Quote precisely the final stretch of the listing: start at the line containing "Mark the column" and stop after the last line.

— BEGIN Extracted information —

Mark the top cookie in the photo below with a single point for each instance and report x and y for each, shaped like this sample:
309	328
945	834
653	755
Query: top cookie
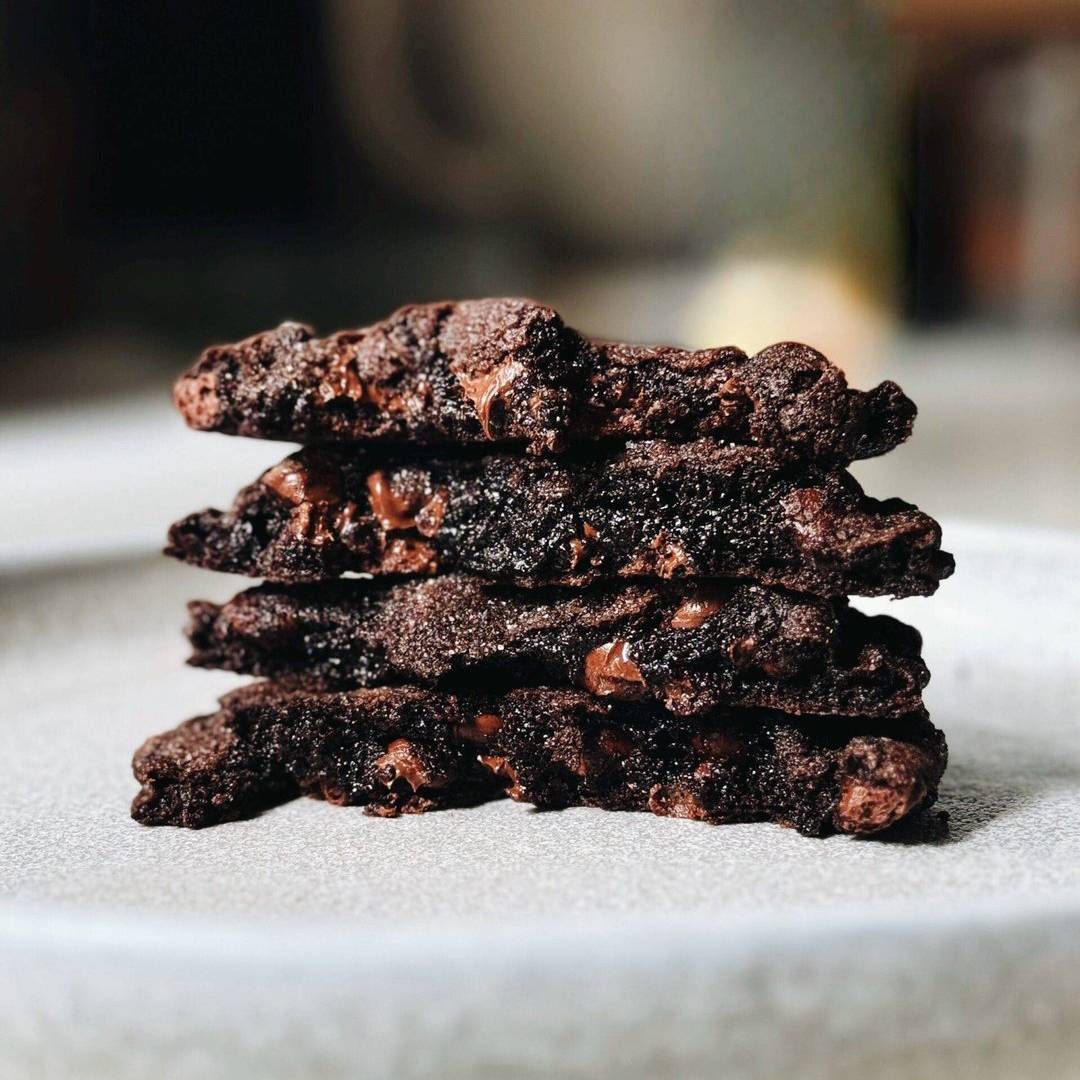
510	370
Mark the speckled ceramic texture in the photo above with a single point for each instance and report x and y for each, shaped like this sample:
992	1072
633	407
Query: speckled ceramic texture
315	941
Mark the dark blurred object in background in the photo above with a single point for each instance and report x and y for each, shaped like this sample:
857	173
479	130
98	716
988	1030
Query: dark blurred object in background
714	171
996	160
895	181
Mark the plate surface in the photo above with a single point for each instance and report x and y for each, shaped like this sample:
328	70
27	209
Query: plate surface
315	940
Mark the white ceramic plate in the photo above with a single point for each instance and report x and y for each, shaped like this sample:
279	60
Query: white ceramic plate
499	941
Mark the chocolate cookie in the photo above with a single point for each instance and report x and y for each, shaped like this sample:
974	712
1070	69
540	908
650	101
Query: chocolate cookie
508	369
693	510
402	751
689	648
269	744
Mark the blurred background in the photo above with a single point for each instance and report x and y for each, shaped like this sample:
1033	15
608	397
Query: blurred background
894	183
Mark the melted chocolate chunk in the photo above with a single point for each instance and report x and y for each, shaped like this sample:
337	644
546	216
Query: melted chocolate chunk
508	369
694	510
744	645
401	751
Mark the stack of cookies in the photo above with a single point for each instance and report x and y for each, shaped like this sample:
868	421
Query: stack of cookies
511	561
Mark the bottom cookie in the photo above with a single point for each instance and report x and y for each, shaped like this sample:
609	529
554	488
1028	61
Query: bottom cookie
406	751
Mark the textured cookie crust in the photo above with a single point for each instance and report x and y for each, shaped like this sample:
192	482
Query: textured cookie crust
689	648
405	750
693	510
509	369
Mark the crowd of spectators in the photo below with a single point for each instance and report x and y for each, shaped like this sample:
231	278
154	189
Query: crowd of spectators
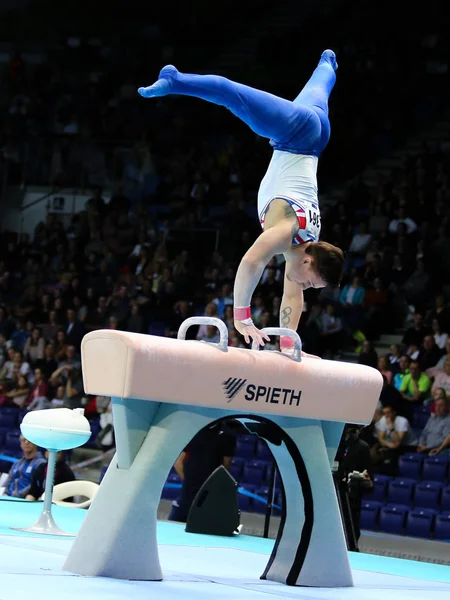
148	257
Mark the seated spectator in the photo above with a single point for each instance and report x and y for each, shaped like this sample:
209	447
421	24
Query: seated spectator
39	392
440	337
410	225
49	364
19	395
441	377
440	364
437	428
58	400
441	312
331	331
360	242
34	347
403	370
395	437
383	367
50	329
71	359
429	354
21	473
135	322
20	368
443	448
353	294
368	355
417	286
74	329
7	369
394	357
60	345
414	335
416	385
63	473
74	392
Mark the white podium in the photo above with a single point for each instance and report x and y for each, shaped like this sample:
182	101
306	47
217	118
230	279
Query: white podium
164	391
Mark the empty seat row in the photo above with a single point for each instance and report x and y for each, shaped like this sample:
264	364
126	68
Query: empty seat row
429	468
401	520
409	492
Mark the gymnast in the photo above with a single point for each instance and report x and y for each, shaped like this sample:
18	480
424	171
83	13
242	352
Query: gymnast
288	205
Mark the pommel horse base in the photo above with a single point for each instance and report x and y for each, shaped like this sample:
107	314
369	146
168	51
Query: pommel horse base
164	391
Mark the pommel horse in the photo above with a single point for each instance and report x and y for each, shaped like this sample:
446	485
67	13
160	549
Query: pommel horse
165	390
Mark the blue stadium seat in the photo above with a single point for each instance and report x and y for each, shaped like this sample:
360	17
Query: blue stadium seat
245	447
435	468
380	483
8	421
427	494
370	510
246	503
420	522
400	491
392	519
445	499
420	416
236	471
254	472
12	441
262	451
442	527
410	465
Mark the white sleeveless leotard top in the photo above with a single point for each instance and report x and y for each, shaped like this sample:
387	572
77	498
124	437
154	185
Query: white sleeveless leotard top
293	178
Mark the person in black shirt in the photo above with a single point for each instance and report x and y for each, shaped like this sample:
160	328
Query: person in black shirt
211	447
354	455
414	335
63	473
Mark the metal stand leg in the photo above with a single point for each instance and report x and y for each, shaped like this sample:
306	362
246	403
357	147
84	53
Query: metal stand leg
45	523
270	501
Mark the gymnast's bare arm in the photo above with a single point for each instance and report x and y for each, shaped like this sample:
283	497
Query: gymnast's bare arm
276	239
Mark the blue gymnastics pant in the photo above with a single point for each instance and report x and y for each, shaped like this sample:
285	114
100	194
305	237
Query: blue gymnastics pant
299	127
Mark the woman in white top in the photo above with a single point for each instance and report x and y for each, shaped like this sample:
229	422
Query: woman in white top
439	337
288	205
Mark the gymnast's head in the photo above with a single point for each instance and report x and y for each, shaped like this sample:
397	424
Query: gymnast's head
316	265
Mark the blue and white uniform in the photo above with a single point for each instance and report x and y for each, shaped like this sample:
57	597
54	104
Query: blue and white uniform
293	178
298	132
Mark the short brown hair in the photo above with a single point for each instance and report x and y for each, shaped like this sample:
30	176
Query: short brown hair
328	261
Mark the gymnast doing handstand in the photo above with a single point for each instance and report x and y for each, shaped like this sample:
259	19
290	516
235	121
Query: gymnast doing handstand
288	205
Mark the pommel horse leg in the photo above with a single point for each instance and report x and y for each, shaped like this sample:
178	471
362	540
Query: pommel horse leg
118	537
164	391
311	522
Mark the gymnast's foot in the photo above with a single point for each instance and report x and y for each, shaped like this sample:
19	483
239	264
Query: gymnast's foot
329	57
163	86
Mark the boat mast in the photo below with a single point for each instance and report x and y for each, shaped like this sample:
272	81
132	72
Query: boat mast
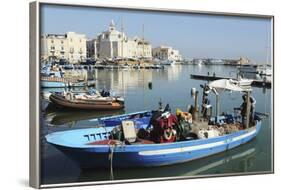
142	40
122	39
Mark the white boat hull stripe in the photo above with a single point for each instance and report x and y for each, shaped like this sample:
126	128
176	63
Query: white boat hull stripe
195	147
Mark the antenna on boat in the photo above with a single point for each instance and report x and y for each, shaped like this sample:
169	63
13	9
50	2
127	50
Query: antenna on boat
143	41
122	39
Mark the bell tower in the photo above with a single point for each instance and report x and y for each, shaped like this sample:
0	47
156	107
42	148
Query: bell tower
111	26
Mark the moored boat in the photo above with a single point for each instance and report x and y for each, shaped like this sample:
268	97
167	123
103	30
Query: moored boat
166	139
86	101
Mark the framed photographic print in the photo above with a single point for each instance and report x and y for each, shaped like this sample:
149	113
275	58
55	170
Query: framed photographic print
128	94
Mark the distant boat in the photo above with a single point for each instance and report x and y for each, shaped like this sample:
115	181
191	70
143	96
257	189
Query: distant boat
58	82
242	81
249	68
168	62
266	70
86	101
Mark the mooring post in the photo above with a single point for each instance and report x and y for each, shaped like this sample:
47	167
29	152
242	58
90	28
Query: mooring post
196	106
248	110
217	105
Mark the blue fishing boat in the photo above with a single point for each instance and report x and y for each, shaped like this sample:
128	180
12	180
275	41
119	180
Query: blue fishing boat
166	139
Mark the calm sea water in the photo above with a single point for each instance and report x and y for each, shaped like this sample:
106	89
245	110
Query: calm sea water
172	86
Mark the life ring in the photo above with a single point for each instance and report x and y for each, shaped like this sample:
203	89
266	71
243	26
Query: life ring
168	133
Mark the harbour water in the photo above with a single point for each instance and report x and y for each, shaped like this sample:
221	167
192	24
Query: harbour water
172	86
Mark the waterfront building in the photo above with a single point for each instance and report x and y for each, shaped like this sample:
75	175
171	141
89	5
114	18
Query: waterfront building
70	46
166	53
115	44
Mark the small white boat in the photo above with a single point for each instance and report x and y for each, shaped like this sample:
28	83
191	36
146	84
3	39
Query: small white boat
249	68
266	70
242	81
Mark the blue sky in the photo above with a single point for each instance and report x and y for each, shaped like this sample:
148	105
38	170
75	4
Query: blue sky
196	36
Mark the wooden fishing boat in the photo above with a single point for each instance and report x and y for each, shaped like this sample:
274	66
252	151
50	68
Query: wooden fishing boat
82	101
164	140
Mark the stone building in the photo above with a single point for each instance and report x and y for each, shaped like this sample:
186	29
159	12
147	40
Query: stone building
70	46
115	44
166	53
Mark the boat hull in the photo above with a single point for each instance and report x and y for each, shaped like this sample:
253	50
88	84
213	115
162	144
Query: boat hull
148	155
53	84
94	105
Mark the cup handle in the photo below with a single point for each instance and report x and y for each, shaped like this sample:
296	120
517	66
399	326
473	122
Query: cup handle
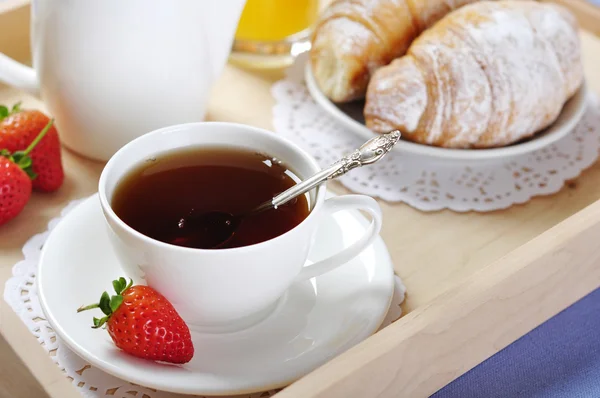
339	203
18	75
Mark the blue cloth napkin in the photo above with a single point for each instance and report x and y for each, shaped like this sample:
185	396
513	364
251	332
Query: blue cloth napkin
560	358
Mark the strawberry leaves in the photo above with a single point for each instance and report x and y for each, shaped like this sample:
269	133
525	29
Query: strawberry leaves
108	304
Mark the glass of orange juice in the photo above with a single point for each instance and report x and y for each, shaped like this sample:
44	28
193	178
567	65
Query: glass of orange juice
271	33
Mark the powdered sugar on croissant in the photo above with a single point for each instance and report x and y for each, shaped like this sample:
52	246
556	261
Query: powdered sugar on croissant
486	75
355	37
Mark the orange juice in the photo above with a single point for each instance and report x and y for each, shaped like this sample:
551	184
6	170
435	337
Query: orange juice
275	20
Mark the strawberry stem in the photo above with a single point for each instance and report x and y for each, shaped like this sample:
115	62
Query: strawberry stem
5	112
108	304
88	307
39	137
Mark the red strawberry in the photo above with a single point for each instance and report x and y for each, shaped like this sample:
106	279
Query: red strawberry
18	128
143	323
16	173
15	189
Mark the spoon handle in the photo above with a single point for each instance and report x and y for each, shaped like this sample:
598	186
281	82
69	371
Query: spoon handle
370	152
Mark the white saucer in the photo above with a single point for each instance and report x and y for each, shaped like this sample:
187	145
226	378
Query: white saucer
315	321
350	115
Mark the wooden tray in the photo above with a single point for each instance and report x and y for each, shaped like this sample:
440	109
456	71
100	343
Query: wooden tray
476	282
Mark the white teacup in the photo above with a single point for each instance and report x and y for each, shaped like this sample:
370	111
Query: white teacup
226	288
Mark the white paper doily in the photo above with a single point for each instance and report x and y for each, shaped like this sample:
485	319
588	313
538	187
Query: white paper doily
21	294
423	184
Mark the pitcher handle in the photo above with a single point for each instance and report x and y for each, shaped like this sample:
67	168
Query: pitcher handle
339	203
18	75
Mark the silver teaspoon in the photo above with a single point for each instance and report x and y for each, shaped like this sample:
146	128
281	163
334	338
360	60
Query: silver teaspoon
214	228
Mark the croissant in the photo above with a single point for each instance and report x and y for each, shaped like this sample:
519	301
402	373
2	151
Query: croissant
486	75
352	38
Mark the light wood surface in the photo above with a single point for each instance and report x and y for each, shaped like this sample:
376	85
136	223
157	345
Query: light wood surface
463	305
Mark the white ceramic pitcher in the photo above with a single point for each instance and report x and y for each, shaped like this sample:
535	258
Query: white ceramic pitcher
112	70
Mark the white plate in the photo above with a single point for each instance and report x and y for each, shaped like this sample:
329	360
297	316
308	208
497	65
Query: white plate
351	116
315	321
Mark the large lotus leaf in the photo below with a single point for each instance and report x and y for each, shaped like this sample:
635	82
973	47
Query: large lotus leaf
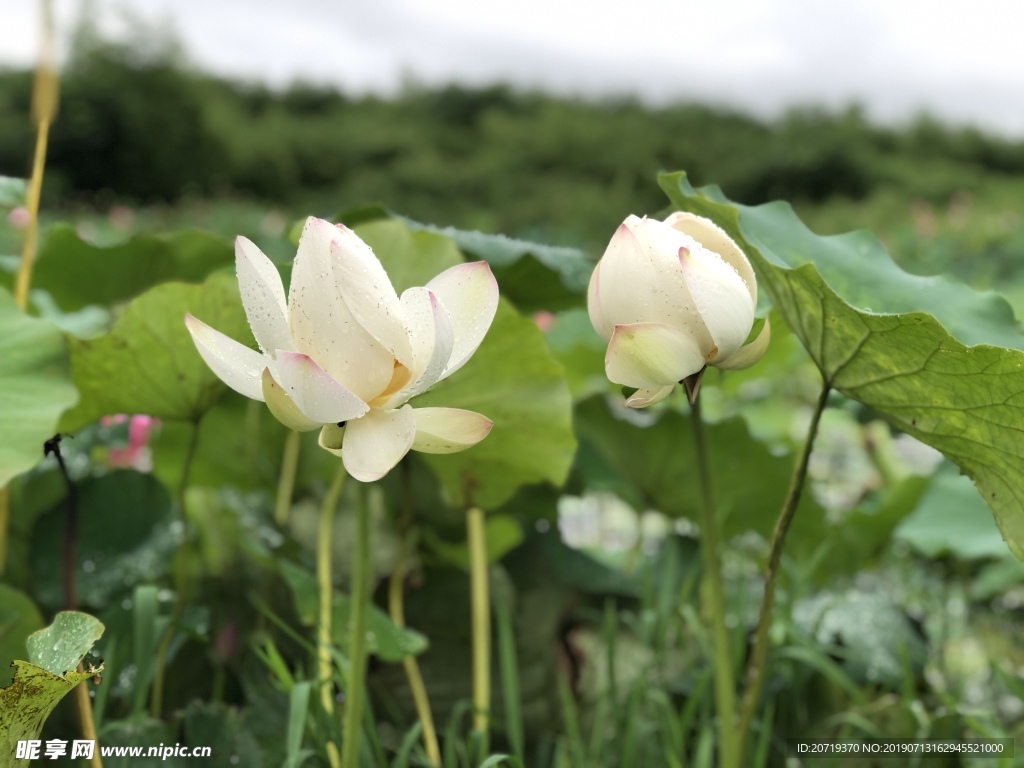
124	537
938	359
78	273
35	384
61	646
27	702
40	683
658	463
147	363
951	519
512	379
18	619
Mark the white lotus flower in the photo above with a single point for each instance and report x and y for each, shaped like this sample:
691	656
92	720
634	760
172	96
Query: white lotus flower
671	297
345	352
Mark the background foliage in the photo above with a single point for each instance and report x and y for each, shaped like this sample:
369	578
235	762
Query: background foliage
597	629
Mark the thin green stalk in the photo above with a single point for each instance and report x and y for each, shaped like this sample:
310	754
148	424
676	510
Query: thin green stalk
396	608
480	604
44	110
286	482
355	686
725	691
755	667
325	539
181	579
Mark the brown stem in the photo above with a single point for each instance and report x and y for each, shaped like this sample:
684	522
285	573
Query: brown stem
755	667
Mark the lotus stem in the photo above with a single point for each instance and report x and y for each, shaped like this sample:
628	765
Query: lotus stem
355	685
286	482
480	603
44	110
416	684
84	706
714	599
181	579
325	539
756	665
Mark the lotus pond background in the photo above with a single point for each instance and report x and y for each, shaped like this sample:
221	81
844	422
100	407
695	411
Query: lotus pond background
901	605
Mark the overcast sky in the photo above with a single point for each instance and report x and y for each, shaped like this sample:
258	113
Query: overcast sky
960	60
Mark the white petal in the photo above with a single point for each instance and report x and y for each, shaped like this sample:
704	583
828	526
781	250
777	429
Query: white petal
594	305
469	293
431	338
369	294
722	298
262	296
715	239
377	441
318	396
236	365
283	407
448	430
642	280
649	395
322	325
651	355
748	354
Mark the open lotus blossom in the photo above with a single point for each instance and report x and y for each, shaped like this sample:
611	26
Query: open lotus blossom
671	297
345	353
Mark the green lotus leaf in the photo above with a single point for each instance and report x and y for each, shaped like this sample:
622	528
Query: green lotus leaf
938	359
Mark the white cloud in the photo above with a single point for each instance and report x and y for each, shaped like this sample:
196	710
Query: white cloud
957	60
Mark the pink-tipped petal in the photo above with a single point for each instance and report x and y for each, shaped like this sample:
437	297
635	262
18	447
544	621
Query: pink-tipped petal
376	442
650	355
262	296
642	280
469	293
748	354
448	430
722	298
321	398
594	305
284	408
648	396
322	325
236	365
431	338
369	294
714	238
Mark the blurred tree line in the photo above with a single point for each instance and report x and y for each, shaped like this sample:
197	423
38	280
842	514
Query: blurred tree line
136	124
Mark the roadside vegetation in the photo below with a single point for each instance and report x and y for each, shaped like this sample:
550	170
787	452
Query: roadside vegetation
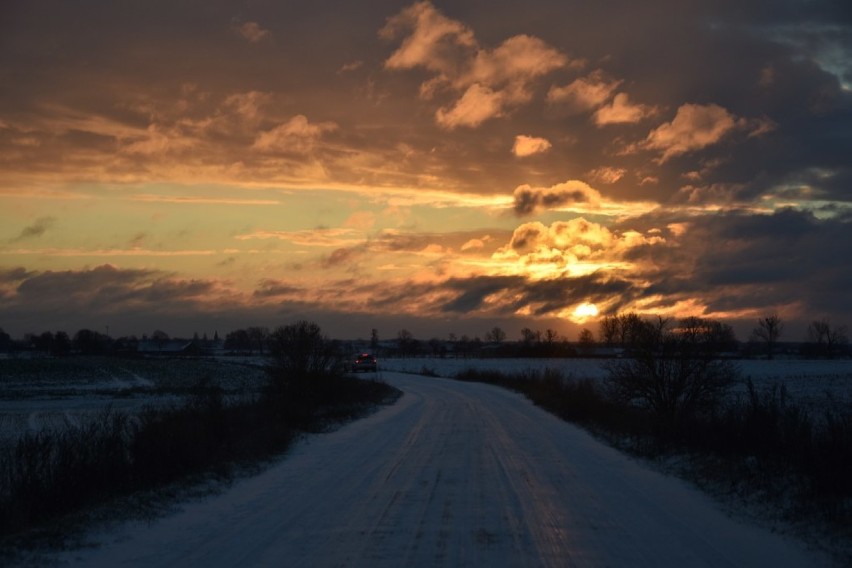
670	399
54	472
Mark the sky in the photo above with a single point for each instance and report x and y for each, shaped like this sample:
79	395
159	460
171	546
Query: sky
440	167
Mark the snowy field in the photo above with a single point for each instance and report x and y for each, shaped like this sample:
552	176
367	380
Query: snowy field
816	384
57	393
453	474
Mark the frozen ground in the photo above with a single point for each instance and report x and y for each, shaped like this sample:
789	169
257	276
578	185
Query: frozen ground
814	383
57	393
453	474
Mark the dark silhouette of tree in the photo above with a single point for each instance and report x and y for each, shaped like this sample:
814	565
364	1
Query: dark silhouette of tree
160	338
675	371
436	346
495	335
238	340
301	351
89	342
61	343
405	343
586	341
258	336
768	331
609	330
530	337
827	337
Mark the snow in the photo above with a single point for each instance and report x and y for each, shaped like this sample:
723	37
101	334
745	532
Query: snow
453	474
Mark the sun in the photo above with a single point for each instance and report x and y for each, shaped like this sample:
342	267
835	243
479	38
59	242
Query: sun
584	311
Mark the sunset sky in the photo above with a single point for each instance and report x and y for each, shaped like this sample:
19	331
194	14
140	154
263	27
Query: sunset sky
444	167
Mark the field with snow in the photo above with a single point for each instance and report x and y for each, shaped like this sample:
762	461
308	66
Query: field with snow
815	384
452	474
56	393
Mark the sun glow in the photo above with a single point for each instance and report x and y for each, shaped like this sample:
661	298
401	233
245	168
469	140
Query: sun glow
584	312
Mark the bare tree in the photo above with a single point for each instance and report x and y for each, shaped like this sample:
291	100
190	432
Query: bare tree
258	337
828	337
586	341
674	371
768	331
495	335
406	343
301	351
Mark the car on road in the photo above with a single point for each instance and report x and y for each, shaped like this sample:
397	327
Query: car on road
365	362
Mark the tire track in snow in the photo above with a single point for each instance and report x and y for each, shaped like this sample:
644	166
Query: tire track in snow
454	474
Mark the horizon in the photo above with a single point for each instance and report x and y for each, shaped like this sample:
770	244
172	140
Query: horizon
441	167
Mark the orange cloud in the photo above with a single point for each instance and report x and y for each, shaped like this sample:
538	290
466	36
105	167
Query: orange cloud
584	94
487	83
694	127
621	111
252	32
529	199
529	145
335	237
297	136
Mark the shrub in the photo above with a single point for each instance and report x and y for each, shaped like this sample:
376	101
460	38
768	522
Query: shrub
673	372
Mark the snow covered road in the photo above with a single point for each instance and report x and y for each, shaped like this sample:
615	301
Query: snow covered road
453	474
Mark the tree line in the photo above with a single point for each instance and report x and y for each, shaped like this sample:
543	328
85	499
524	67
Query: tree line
616	333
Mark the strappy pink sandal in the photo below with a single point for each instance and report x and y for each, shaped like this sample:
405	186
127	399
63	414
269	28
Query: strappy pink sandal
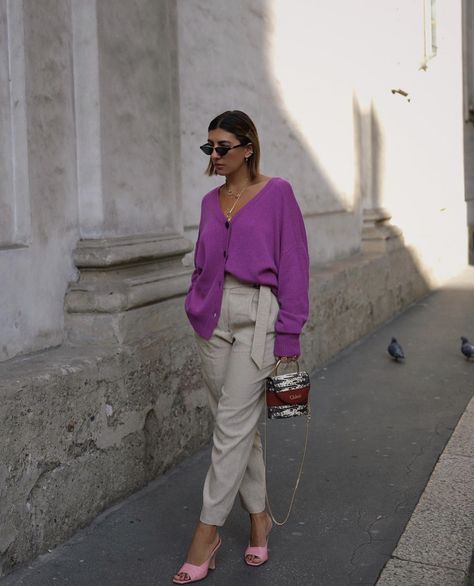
258	553
195	573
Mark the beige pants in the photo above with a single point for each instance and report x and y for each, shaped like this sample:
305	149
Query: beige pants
235	389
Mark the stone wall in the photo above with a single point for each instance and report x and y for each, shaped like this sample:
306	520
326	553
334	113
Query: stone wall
86	425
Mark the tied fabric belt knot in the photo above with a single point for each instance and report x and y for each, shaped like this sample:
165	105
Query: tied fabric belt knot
263	312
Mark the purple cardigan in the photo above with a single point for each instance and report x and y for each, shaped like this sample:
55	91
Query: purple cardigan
265	243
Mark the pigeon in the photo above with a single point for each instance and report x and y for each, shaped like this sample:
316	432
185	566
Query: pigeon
395	350
467	348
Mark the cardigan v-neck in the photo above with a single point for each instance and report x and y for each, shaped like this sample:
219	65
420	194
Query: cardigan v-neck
259	192
265	244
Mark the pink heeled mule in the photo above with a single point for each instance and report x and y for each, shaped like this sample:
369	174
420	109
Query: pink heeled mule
195	573
259	553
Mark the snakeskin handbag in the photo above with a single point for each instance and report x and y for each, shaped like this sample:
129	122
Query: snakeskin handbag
287	394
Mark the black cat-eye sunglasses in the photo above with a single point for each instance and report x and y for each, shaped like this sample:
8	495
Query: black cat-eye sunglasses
220	150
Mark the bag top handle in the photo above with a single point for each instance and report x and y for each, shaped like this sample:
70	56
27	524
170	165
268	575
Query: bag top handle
279	361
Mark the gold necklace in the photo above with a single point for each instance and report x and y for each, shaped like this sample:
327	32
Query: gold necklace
230	191
228	214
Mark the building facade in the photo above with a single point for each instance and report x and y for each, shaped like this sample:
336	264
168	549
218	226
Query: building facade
103	105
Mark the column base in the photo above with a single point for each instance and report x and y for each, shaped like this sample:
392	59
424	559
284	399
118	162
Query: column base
122	285
378	235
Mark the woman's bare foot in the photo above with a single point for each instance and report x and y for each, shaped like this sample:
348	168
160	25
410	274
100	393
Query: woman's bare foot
204	541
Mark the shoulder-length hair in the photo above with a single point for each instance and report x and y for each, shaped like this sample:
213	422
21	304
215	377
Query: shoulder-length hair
240	124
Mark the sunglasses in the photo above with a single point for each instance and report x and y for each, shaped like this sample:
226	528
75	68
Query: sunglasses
208	149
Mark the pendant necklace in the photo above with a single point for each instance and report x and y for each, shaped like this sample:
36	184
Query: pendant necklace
228	214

— END Extracted information —

**Result below:**
Mark the column base in the photo above with a single point for each instance and report x and y for each, shaped like this sample:
392	59
424	559
284	399
118	162
Query: column base
122	285
378	235
Mark the woman's bare foot in the photo above with a single point for each instance and report x and y for each, shaped like this sample:
348	168
160	25
410	274
100	393
Query: woman's bare foot
204	541
Mark the shoulder-length hair in the photo above with a single point for each instance and report x and y for each, shaped like this sample:
213	422
21	304
215	377
Query: shoulder-length hair
240	124
Mark the sunglasses in the photo above with a single point for each instance and report x and y for each, shaped like this sample:
226	528
75	68
Query: sunglasses
208	149
Mark the pendant necklace in the photo above with a single point for each instance and report x and y for each, shaped like this sample:
36	184
Query: pendant necklace
228	214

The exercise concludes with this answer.